● Given text:
____
On a trip to Bangkok, my travel partner and I signed up for the famous floating market tour. When we showed up for the popular tourist attraction, the dock was deserted except for a lone boatman. “You want to go on river…today?” he said, aghast. “This is first day of Songkran — Thai New Year!”

We looked at each other and shrugged. “Cool, no problem.” The boatman pleaded with us to reconsider, but we told him it was our only free day. Within minutes after shoving off, we discovered why the man had been so reluctant. During Songkran, the entire country turns into a perpetual water fight. So far the next two hours, a joyous mob of sadists bombarded our boat from the riverbanks with water balloons, fire hoses, and buckets. It was the most exciting calamity I have ever experienced — and a unique travel yarn that was sold to the Los Angeles Times for its annual special section devoted to travel disasters.

5. Journeys to the heart.
Editors and readers love stories that tug at their emotions. Life happens all around us, and it’s our job as journalists to find emotional moments and turn them into unforgettable stories.

The first time I visited Hong Kong, I took a ferry to nearby Lantau, a tranquil island of monasteries and walking trails. I had read somewhere that the sunsets from the hilltops facing the South China Sea were so spectacular that many people buried their loved ones there so their souls would face the view for all eternity.

As the ferry unloaded, everyone stepped around a seriously injured dog on the pier that appeared to be dying. I couldn’t get the poor thing out of my mind the rest of the day as I trekked across the island toward the fabled hills. I approached one summit just as the sun was setting and noticed something lying across the trail.

It was the dog.

Wheezing in tiny yelps of pain, it was gazing at the brilliant sunset. I was dumbstruck. How had it gotten there? How had it beaten me there? And most important, had it gone there because it wanted that inspiring view to be the last thing it saw, too? I’ve been noodling with this tale for years and haven’t gotten it right yet. But I know when I finally do, it’s gonna make people weep.

6. When in Wales.
After you’ve made a few sales, tourist boards may call you with enticing offers. But before you grab that free trip and run, make sure the story idea is right for you or you may find it difficult to sell when you get back.

Several years ago, the Wales Tourist Board invited me to attend a literary festival. I politely declined. “I’m a travel humor writer, not a reporter,” I told them. “But if you come up with something that might elicit some laughs, I’d be glad to go.”
____
Point labeling samples:
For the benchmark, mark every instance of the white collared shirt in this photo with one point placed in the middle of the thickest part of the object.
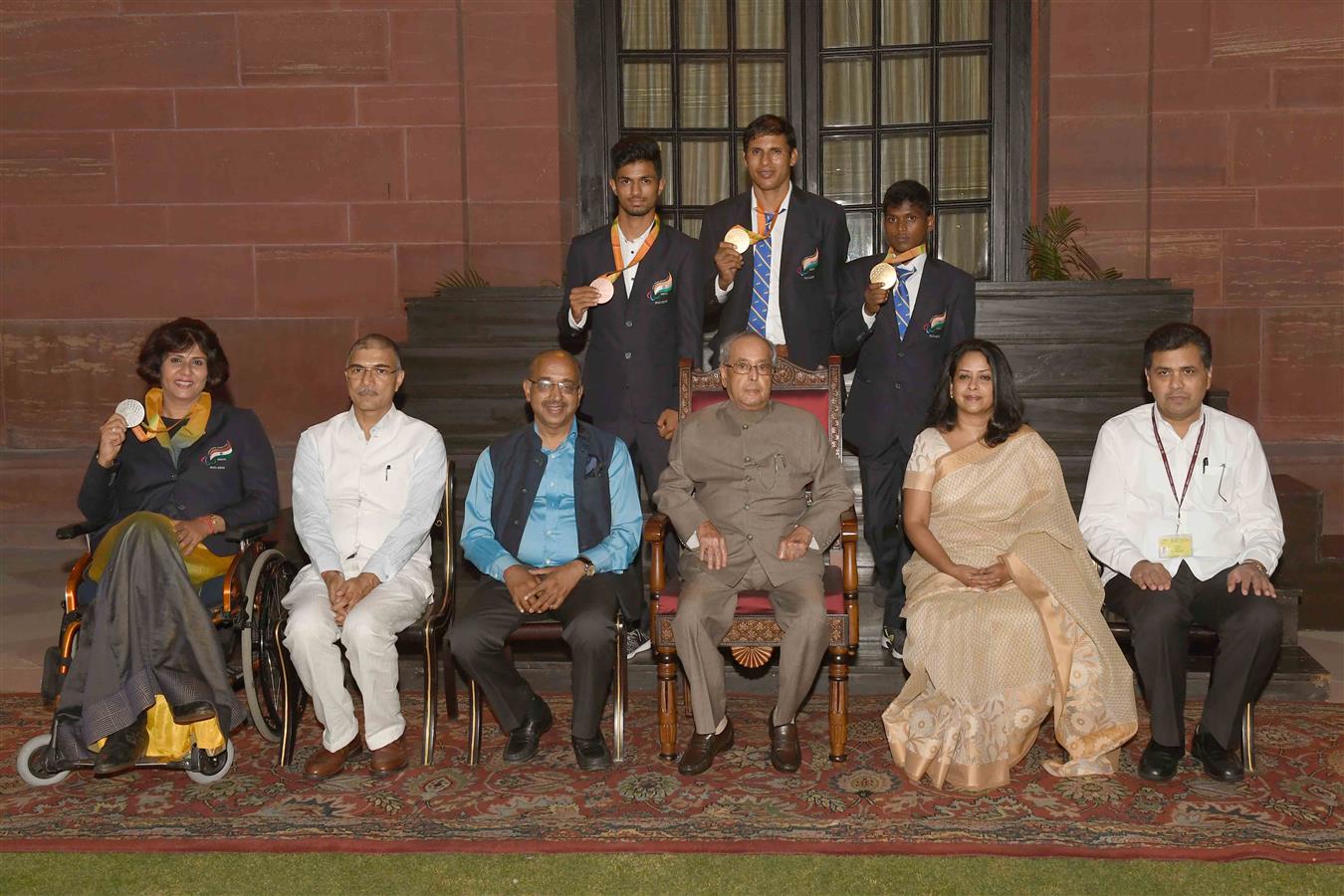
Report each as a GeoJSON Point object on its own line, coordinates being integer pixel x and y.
{"type": "Point", "coordinates": [911, 287]}
{"type": "Point", "coordinates": [773, 320]}
{"type": "Point", "coordinates": [629, 247]}
{"type": "Point", "coordinates": [1230, 511]}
____
● Tasks to perform:
**1)** Print the passage of the travel writing text that opens with the words containing "Editors and readers" and closes with "into unforgettable stories.".
**2)** Proceed with the travel writing text, picking up right after its final sentence.

● Expected answers:
**1)**
Editors and readers love stories that tug at their emotions. Life happens all around us, and it’s our job as journalists to find emotional moments and turn them into unforgettable stories.

**2)**
They called back a week later. “OK, how’d you like to be a Welshman for a week — sing in a male-voice choir, spend a day in a coal mine, take a Welsh lesson, go bog snorkeling, herd sheep with a sheepdog, that sort of thing?”

The idea was so brilliant, I could not only see the article, I could see the book. The three-week adventure garnered my biggest sales to date: a $4,000 check from National Geographic Traveler (which changed format shortly afterward and never ran it) and after that a $3,000 check from Islands (whose editor left shortly afterward and never ran it either). I’m currently shopping for a third publication — and check.

7. Ordinary people.
Need I say it? Observing people when you travel is Rule No. 1. Watch how the locals cross the street, smoke a cigarette, order food, sell their wares. You never know when a gem will fall into your lap.

While taking a ferry across the Mekong River in Vietnam, I witnessed the most effective begging technique I have ever seen in my life — from a 7-year-old girl. With the tenacity of a pit bull, she withstood all attempts — physical and otherwise — from the tourists on the boat to get her to cease her incessant, monotoned, broken-record “You give  me money” demand.

That was enough for a story right there. But what made the incident especially noteworthy was that she met her match that day from an elderly Swiss woman who resisted with such herculean resolve that their 30-minute duel became a classic.

It’s too bad that no one else saw it. Everyone was minding their own business. I, on the other hand, was taking notes. Guess who’ll get the story?

8. Trading places.
Most travel writing is about places: cities, hotels, restaurants, clubs, etc. Publications constantly need new info on the hottest tapas bar in Hamburg, the sexiest spa in Cabo, the hippest shop in Buenos Aires. The best way is to ask locals and expats about their secret hideaways. The operative word is secret. You’re looking for places that aren’t touristy yet — but will be.

Years ago, when I was stationed in Tokyo in the Army, I was taken to an underground club called Dracula that only a few people knew about. It was like no other place I have ever seen. It was a combination restaurant/haunted house/fraternity party where literally every object in the place — walls, ceilings, tables, chairs, drinks, food, waiters — was a jack-in-the-box trap.

You didn’t go there to eat; you went there to lose your cookies. Unfortunately, I wasn’t a writer then, and the club no longer exists. So I lost out on that opportunity. But that’s the kind of place travel publications will pay dearly to discover for their readers — with your help, of course.

9. Beyond the predictable.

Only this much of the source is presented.